Exercise task ▸
Everything from the line that contains "like x=901 y=32." through the final line of the records should be written out exactly, and nothing outside that span.

Materials provided ▸
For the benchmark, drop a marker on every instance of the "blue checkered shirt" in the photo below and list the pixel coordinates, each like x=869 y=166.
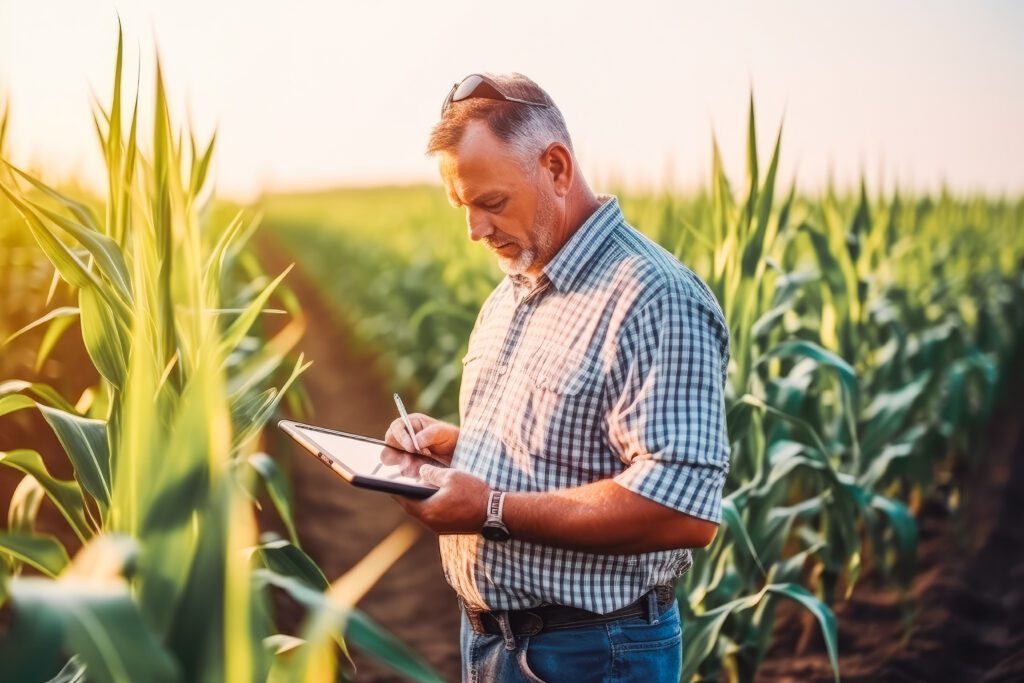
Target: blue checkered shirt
x=612 y=366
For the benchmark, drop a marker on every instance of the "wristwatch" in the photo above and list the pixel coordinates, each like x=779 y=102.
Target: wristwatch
x=494 y=527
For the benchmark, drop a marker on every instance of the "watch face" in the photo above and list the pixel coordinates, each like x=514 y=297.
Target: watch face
x=495 y=534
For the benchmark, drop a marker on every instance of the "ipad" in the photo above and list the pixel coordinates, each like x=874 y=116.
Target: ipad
x=364 y=461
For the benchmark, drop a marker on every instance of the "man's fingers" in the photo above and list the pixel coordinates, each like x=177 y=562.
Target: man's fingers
x=432 y=475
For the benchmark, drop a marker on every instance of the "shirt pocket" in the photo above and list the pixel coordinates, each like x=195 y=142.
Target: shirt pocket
x=470 y=390
x=554 y=413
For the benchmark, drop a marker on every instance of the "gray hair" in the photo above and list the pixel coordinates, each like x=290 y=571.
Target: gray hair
x=527 y=130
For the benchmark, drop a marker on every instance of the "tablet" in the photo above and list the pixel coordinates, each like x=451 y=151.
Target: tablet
x=363 y=461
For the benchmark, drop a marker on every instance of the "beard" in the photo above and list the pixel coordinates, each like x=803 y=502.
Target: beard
x=540 y=247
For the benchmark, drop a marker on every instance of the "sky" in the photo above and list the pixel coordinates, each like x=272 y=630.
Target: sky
x=315 y=94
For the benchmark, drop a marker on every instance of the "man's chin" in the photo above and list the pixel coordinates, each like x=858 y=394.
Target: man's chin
x=515 y=265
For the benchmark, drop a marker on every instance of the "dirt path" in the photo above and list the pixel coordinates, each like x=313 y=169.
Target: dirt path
x=338 y=523
x=962 y=621
x=967 y=603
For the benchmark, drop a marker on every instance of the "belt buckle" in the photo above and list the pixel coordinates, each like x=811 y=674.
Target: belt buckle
x=529 y=624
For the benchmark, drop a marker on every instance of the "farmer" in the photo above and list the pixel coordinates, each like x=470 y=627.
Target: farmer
x=592 y=450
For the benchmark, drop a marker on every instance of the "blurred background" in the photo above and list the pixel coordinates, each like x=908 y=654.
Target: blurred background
x=847 y=178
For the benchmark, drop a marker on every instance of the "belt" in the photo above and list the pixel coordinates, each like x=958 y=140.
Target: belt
x=550 y=617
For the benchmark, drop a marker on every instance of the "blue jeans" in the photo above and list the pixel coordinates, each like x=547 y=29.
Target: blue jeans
x=627 y=649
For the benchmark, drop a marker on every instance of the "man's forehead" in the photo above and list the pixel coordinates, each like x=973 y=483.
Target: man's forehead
x=471 y=183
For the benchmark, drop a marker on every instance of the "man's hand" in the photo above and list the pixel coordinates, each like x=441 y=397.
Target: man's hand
x=460 y=506
x=435 y=437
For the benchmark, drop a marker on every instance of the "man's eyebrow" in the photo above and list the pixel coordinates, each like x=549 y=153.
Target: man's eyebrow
x=494 y=194
x=482 y=199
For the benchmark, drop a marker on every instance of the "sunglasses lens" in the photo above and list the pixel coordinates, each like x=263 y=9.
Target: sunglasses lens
x=466 y=88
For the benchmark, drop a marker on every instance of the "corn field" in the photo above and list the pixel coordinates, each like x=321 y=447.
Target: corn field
x=867 y=337
x=867 y=332
x=163 y=575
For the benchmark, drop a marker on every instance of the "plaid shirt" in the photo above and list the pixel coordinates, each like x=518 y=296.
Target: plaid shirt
x=613 y=366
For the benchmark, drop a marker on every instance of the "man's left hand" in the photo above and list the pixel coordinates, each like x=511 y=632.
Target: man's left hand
x=460 y=506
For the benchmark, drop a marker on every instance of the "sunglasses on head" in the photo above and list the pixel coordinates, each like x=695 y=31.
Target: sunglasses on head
x=476 y=85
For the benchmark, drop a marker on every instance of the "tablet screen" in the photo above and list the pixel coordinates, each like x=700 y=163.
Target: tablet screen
x=369 y=458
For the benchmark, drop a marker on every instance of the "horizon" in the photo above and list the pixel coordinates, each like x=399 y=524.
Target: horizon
x=930 y=98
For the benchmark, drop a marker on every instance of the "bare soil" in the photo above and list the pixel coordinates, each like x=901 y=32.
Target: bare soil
x=963 y=619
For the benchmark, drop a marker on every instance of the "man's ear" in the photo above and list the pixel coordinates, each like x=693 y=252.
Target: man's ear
x=556 y=161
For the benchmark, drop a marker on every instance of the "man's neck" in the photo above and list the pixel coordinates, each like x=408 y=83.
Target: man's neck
x=580 y=206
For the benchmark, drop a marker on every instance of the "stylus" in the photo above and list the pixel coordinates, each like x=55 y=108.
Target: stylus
x=404 y=418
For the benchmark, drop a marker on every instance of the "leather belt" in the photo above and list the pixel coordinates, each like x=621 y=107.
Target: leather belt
x=550 y=617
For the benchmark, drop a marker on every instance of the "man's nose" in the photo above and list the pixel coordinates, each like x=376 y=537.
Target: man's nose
x=479 y=225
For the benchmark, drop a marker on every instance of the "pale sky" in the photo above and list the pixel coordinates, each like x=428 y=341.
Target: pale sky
x=314 y=94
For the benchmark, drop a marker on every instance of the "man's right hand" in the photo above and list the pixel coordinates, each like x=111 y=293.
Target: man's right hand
x=435 y=437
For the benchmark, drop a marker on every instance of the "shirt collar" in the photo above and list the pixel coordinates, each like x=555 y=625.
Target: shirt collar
x=585 y=244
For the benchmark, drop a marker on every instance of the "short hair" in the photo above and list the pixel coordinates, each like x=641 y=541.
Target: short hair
x=527 y=130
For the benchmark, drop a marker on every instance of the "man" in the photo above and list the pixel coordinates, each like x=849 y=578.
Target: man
x=592 y=451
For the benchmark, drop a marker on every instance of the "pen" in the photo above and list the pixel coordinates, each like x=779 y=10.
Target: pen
x=404 y=418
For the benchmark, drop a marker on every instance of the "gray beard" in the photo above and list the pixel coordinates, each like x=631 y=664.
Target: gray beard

Task result ▸
For the benchmark, drop a marker on every instance of the "bare soil" in the photo above and list the pixel coordinates, each like x=901 y=32.
Target: bare soil
x=963 y=619
For the benchmark, drop a marker on every instance of the "man's ear" in the photo above and list the pixel coordinates, each like x=693 y=252.
Target: man's ear
x=556 y=161
For the benchmark, drop a marker on every instance of the "man's neck" in the photo above and list the pixel coordinates, each like x=408 y=83.
Target: man's neck
x=580 y=206
For the benchmark, drop a marker on every instance of the "stylus" in the photo above and list the pixel coordinates, each like x=55 y=108.
Target: stylus
x=404 y=418
For the benchmark, drop a marker on every instance of the "leather belt" in the photo above and list the pixel coordinates, each like x=621 y=107.
Target: leather belt
x=550 y=617
For the benchmark, drop a marker on every instance of the "man's nose" in the photo above and list the pixel coordinates, each like x=376 y=537.
Target: man's nose
x=479 y=225
For the benchmark, drop a marker on every instance of the "pale sky" in the photo above and list the pixel coordinates, each like x=428 y=341.
Target: pale sky
x=314 y=94
For the benchmark, drop a marker on every instance of the "man's right hand" in the photo above and list the pixel coordinates, each like x=111 y=293.
Target: man's right hand
x=435 y=437
For the benchmark, drop a marker on every instance of the "shirt collar" in the photo above and list the pixel coordinates, each like x=555 y=625.
Target: shirt collar
x=585 y=244
For the benchmark, drop a marker on every instance of the "short hair" in the photo above and list the pixel coordinates, each like x=641 y=541.
Target: short hair
x=527 y=130
For the benchmark, drop a marker on every instance of the "man" in the photo above and list the pixel coordinates, each like x=849 y=578.
Target: man
x=592 y=451
For the benchmark, drop a marker on every instance of the "pen" in the photo above and list the pixel coordinates, each like x=779 y=10.
Target: pen
x=404 y=418
For the benchmark, drop a marker on every instance of the "gray beard" in the photo above and list the pixel coordinates, each like x=631 y=664.
Target: gray beard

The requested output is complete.